A verbatim copy of every entry is required. Produce it now.

(Dataset entries)
+--

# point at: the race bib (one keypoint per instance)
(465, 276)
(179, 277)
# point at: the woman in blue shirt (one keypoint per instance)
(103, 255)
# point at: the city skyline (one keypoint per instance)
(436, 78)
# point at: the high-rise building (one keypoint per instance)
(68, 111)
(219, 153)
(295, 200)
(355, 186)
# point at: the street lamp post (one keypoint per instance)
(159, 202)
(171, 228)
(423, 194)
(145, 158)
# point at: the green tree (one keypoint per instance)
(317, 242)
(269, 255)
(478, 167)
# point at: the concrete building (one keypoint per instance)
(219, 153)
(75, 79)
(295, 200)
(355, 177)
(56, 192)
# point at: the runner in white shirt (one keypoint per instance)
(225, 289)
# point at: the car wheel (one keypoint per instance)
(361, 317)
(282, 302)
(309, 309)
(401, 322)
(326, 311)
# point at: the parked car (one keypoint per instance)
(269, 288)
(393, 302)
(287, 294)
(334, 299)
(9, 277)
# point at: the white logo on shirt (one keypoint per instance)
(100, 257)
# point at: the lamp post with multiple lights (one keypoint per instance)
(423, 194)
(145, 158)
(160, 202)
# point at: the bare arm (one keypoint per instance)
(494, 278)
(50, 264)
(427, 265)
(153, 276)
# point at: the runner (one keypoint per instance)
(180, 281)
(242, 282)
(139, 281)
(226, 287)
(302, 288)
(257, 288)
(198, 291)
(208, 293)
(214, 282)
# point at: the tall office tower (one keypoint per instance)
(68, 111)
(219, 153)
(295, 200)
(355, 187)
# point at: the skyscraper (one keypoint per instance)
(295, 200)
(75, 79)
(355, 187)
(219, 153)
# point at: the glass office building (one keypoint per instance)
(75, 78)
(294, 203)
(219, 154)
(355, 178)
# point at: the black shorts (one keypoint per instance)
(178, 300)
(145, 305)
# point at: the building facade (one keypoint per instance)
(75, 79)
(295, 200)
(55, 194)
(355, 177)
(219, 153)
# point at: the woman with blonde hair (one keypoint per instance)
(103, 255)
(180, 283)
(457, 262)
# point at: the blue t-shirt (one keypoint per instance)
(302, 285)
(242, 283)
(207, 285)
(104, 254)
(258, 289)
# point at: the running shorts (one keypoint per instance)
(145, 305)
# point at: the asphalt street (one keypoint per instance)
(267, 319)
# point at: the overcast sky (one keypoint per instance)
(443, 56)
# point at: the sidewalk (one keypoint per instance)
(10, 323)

+--

> [RESPONSE BELOW]:
# point at: the race bib (one keypoint per instance)
(465, 276)
(179, 277)
# point at: the woman in blue shirt (one keypoint per instance)
(103, 255)
# point at: the city skyline (one keypoint per instance)
(436, 78)
# point at: the high-rise building (one keypoint per instance)
(68, 111)
(219, 153)
(295, 200)
(355, 186)
# point at: the street lamp post (one keypoint per instance)
(159, 202)
(171, 228)
(423, 194)
(145, 158)
# point at: the green tree (one keypoint per instance)
(317, 242)
(269, 255)
(478, 167)
# point at: the concrete building (one keypoint per instance)
(219, 153)
(75, 79)
(295, 200)
(355, 177)
(56, 192)
# point at: the runner in white shirt (one keypoint per instance)
(225, 289)
# point at: the car wheel (one keypoint per instance)
(361, 317)
(282, 302)
(309, 309)
(401, 322)
(326, 311)
# point at: the parked car (one keypoint per instance)
(269, 288)
(393, 302)
(287, 294)
(334, 299)
(9, 277)
# point at: the white logo on shirt (one keypoint per instance)
(100, 257)
# point at: the lamp post with multiple lights (one keypoint per instance)
(423, 194)
(145, 158)
(160, 202)
# point at: the bare arm (one keypoint per instance)
(494, 278)
(50, 264)
(427, 265)
(153, 276)
# point at: the runner (one keypoint per instance)
(180, 281)
(242, 282)
(139, 281)
(226, 287)
(302, 288)
(257, 288)
(198, 291)
(208, 293)
(214, 282)
# point at: the tall office tower (one keypoint per instance)
(68, 111)
(219, 153)
(295, 200)
(355, 187)
# point at: the skyscraper (one keypoint per instance)
(295, 200)
(75, 79)
(355, 187)
(219, 153)
# point at: the glass office building (one keypoint per instance)
(75, 78)
(294, 203)
(219, 154)
(355, 178)
# point at: the black shorts (one keypoint per instance)
(178, 300)
(145, 305)
# point at: the building facade (one keypoint per instance)
(75, 79)
(295, 200)
(55, 194)
(355, 177)
(219, 153)
# point at: the woman with blonde hair (one keypoint per instance)
(103, 255)
(180, 283)
(457, 262)
# point at: the blue t-shirt (one keypoint per instance)
(302, 285)
(242, 283)
(207, 285)
(104, 254)
(258, 289)
# point at: the running shorts (one keypoint per instance)
(145, 305)
# point at: the asphalt street (one keypoint per instance)
(267, 319)
# point at: the overcast sky (one keypoint per instance)
(443, 56)
# point at: the sidewalk (one keypoint per instance)
(10, 323)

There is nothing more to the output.